*DATA:*

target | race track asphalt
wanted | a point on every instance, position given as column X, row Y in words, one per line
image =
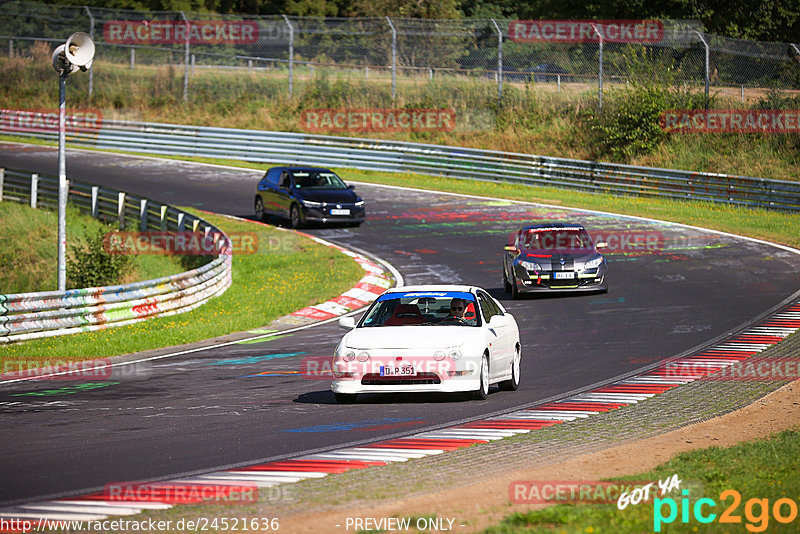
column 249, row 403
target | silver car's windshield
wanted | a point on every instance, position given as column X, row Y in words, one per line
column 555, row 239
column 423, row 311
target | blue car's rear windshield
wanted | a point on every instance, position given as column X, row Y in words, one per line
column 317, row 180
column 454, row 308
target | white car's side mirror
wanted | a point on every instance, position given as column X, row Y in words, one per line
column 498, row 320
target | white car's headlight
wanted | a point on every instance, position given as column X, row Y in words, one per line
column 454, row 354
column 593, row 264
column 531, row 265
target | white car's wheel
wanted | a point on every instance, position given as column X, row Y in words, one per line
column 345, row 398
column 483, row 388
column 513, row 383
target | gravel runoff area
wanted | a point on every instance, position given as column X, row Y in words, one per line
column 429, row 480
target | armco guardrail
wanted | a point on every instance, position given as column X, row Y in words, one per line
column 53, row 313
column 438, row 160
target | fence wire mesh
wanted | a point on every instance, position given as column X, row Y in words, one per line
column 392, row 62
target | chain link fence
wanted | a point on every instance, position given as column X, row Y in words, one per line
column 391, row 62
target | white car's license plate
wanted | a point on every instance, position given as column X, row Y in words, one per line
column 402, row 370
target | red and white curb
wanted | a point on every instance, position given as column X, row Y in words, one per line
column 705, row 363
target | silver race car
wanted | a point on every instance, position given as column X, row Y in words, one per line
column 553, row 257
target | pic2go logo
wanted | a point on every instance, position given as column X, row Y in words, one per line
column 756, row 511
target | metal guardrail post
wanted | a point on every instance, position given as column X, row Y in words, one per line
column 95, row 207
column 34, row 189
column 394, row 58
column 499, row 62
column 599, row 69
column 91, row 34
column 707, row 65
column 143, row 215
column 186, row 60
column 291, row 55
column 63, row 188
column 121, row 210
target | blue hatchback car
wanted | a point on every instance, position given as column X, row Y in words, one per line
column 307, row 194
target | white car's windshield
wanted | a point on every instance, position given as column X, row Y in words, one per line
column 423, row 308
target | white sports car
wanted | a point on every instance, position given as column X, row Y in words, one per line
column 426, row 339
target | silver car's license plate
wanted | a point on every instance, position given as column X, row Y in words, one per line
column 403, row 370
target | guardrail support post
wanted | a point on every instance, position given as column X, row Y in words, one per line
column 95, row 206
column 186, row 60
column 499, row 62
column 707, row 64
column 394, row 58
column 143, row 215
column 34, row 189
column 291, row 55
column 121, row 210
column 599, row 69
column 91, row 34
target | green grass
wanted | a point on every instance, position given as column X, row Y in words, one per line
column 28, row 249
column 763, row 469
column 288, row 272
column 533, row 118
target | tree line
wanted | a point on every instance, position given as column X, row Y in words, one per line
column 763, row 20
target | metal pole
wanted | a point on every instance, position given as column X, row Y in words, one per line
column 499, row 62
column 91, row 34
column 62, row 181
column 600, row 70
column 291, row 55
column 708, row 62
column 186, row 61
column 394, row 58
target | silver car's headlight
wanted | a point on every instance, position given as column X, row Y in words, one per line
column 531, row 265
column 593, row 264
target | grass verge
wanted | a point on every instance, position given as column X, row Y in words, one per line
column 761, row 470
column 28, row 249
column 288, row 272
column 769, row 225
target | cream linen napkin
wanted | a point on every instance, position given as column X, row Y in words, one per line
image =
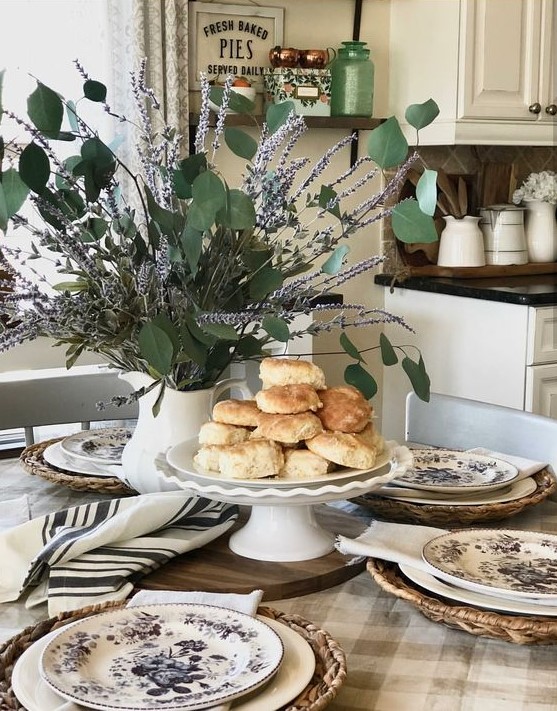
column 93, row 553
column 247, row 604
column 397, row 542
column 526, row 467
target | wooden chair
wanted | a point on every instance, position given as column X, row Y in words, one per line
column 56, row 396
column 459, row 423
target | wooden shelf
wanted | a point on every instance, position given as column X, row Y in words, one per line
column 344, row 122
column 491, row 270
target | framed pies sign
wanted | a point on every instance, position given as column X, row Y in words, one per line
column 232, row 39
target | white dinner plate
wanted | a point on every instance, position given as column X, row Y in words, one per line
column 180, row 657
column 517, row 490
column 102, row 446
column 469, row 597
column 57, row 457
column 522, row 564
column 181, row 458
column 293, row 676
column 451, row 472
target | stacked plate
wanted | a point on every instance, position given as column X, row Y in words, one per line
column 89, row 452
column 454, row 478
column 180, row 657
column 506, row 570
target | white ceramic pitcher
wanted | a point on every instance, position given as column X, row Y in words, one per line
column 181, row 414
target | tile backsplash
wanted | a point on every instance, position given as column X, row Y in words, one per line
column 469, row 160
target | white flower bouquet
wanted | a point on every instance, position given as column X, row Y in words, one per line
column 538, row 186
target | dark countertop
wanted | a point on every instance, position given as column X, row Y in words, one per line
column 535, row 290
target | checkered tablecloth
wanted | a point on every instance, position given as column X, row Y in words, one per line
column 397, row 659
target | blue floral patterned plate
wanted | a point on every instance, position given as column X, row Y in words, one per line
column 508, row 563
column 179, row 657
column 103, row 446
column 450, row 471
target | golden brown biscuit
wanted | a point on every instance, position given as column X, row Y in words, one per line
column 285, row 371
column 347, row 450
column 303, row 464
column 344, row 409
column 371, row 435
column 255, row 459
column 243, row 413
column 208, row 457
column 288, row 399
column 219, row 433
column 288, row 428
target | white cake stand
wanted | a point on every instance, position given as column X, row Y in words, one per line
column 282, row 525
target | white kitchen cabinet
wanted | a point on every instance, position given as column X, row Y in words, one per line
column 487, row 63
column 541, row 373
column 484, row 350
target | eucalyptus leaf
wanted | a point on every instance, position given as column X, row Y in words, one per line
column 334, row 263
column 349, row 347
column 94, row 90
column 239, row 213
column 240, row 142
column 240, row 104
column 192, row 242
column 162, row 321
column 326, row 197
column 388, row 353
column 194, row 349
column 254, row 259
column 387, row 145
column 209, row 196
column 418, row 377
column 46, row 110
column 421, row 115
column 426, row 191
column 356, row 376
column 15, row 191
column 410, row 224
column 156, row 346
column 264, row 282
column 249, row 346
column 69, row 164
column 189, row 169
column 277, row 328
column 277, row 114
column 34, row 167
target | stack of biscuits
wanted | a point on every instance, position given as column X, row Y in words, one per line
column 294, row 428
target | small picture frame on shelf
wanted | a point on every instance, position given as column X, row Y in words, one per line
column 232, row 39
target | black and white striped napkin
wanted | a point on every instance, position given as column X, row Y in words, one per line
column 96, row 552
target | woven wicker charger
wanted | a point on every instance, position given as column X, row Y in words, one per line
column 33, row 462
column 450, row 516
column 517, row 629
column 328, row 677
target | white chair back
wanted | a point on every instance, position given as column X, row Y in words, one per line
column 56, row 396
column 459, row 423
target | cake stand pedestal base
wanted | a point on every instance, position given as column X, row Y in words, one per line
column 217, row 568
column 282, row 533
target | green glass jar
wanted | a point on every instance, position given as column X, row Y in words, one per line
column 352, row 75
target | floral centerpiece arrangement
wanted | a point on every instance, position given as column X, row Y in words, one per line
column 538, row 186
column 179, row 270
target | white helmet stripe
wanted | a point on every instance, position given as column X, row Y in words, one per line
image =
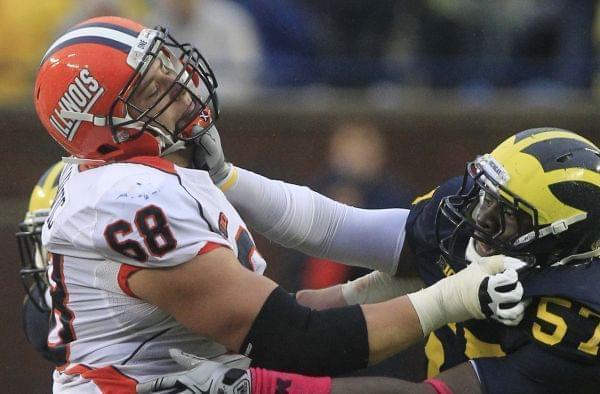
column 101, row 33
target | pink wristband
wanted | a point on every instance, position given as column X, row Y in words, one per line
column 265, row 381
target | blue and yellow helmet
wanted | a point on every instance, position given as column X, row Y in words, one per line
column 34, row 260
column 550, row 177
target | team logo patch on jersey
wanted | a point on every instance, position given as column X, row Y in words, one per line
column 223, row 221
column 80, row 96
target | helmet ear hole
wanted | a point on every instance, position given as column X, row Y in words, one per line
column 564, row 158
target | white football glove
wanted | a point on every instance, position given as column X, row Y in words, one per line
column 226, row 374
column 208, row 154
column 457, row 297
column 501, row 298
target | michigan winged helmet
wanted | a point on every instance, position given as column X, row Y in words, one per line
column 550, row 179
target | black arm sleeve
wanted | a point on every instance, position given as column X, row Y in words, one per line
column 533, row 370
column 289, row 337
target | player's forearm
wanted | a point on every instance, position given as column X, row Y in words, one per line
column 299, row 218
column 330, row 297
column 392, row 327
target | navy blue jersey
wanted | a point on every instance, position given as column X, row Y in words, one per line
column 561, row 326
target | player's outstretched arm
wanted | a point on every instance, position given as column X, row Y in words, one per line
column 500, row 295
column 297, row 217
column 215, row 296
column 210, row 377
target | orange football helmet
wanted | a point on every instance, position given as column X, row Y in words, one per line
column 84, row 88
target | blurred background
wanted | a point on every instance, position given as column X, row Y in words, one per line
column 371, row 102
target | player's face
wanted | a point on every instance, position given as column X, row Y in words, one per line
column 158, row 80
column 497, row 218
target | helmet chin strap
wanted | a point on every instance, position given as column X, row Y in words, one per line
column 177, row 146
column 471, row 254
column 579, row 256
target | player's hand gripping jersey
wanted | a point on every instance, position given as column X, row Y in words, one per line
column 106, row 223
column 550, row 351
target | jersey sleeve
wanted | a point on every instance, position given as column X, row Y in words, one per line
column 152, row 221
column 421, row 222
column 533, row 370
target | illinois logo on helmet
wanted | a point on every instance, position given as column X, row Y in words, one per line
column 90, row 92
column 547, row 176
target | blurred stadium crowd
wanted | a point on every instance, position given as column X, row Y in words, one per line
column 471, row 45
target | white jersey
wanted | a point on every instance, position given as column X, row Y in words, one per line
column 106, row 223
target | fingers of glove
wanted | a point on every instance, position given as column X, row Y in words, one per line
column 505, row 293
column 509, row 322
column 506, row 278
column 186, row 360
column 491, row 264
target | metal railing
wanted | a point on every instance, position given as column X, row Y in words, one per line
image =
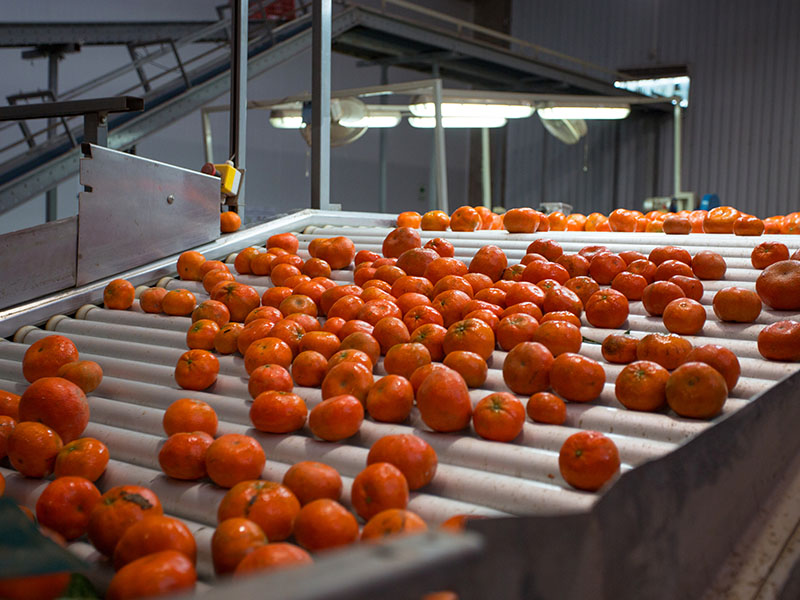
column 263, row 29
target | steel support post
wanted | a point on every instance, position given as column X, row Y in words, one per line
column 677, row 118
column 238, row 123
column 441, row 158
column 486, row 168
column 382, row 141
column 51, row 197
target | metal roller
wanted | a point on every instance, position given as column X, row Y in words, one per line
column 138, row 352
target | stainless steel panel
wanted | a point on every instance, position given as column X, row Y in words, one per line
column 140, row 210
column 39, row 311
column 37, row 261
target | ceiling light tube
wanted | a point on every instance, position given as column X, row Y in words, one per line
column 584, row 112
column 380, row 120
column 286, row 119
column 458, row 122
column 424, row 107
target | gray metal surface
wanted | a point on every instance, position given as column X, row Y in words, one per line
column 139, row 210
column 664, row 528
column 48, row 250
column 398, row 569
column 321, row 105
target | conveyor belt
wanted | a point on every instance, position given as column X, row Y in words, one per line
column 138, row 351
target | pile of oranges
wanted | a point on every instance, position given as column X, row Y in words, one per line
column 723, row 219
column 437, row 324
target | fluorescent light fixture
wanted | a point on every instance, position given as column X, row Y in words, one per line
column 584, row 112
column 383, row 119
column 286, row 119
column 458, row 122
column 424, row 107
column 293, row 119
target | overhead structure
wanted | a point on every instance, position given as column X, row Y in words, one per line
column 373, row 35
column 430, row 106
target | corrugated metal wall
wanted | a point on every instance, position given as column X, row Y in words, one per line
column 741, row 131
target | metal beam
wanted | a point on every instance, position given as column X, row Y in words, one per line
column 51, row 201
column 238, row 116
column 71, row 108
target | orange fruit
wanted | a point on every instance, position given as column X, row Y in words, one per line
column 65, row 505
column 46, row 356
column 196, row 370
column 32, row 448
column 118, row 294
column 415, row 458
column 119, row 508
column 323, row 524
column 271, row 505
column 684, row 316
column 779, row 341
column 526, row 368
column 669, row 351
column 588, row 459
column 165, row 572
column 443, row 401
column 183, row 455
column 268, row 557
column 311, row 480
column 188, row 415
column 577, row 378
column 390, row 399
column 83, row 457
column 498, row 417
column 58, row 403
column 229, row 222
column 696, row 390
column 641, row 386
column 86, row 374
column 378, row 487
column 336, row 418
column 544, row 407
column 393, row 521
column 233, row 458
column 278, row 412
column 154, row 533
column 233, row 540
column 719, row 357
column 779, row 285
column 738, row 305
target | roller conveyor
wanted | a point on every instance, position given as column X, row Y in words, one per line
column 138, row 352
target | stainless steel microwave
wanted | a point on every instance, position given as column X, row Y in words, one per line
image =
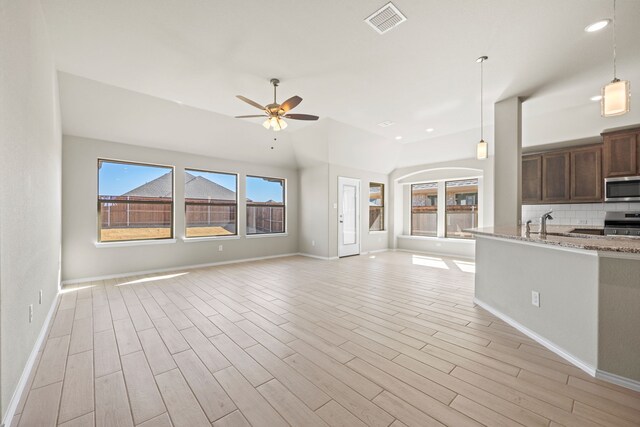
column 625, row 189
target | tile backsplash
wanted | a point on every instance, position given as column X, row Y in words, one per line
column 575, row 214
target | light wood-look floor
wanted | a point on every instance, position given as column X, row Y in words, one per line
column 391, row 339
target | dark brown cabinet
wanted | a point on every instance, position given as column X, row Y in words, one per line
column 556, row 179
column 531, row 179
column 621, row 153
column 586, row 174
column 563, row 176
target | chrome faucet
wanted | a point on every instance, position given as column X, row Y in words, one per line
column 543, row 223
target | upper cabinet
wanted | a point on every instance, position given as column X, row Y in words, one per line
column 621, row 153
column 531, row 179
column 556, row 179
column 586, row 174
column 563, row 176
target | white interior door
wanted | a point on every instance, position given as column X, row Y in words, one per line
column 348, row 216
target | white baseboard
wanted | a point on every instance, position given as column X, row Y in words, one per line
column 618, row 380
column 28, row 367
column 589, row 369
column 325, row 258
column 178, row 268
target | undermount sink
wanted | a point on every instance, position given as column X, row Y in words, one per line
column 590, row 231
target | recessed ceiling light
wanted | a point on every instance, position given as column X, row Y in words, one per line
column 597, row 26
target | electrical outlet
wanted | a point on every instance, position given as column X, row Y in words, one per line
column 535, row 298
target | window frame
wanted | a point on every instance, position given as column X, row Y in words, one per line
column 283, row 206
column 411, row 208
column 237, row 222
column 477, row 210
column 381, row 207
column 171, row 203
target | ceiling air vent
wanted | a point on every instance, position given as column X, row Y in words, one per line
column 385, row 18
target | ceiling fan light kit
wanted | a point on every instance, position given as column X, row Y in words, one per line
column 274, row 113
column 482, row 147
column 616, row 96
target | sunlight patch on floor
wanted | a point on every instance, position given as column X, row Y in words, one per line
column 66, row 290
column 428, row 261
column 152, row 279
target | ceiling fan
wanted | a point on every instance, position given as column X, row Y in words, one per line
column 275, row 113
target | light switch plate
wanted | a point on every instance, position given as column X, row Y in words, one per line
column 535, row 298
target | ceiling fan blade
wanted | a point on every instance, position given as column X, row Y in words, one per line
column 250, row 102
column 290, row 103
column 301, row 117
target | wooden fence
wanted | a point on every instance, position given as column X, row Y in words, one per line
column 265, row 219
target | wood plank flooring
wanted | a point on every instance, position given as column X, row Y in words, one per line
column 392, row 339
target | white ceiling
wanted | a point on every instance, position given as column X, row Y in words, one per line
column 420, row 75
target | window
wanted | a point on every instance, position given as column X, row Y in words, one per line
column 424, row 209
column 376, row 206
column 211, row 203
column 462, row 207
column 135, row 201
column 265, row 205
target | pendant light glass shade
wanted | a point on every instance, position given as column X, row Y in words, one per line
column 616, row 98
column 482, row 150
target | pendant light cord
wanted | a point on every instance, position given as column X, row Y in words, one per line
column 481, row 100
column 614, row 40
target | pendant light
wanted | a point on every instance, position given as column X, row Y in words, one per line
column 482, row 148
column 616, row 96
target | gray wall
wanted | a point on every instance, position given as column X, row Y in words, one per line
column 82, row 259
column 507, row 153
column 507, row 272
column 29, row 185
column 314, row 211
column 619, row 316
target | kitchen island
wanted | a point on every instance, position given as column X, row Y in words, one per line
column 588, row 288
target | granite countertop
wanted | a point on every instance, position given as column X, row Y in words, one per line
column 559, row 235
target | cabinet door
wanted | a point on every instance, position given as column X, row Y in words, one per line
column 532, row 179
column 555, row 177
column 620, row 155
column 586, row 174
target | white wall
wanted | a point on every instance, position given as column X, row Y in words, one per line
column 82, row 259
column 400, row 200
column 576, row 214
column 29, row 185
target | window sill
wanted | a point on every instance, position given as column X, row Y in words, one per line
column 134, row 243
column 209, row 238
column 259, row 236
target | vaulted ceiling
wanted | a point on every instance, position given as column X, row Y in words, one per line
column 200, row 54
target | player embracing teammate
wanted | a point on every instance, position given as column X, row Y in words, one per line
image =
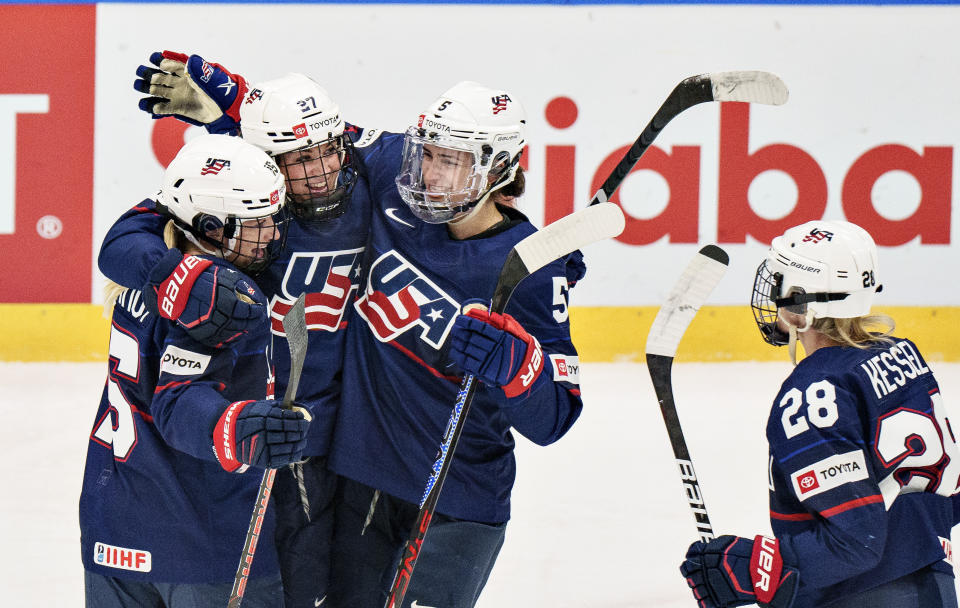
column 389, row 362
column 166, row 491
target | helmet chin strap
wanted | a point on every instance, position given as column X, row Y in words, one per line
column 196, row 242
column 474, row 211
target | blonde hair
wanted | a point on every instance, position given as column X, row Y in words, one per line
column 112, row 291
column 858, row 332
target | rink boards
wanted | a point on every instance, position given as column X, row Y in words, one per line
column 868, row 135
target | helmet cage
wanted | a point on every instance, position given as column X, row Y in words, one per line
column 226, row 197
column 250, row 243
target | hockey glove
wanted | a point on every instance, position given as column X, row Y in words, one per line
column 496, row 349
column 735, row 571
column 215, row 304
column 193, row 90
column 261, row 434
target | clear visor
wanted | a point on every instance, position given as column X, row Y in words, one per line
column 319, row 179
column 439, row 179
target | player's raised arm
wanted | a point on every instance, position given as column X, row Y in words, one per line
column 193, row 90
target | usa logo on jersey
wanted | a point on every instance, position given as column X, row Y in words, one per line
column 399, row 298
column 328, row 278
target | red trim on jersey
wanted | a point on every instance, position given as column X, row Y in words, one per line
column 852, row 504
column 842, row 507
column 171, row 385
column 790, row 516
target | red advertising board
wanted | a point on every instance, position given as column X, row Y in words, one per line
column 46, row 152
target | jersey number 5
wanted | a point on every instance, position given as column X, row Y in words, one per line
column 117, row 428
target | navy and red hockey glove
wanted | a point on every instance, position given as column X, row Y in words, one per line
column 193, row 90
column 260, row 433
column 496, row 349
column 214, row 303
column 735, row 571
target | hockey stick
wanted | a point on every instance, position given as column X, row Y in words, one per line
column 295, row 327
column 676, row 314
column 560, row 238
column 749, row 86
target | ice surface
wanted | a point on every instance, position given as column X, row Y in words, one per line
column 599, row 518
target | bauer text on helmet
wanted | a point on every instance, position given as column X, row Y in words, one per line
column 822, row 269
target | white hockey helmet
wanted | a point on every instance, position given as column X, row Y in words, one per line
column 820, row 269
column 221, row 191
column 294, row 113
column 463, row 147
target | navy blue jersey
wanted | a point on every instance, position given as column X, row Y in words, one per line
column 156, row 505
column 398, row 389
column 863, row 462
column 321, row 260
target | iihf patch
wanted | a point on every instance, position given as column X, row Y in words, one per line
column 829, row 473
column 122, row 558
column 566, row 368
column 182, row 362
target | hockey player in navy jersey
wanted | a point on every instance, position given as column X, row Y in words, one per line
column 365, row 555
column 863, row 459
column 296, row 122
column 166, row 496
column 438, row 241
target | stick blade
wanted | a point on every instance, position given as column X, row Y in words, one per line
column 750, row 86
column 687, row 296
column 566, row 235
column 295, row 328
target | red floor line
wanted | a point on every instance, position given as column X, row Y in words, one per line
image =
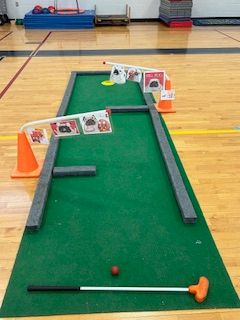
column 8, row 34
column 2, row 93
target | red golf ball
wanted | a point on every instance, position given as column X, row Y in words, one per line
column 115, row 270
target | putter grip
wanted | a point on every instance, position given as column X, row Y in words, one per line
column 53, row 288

*EXERCISE PROMPT:* Each line holding the word "jersey" must be copied from the data.

*REPLY TO THE EXERCISE:*
target | team logo patch on jersey
target | navy blue jersey
target | player's hand gripping jersey
target | jersey sleeve
target | white jersey
target | usa logo on jersey
target | red trim on jersey
target | jersey number 5
target | navy blue jersey
target | hockey player in navy jersey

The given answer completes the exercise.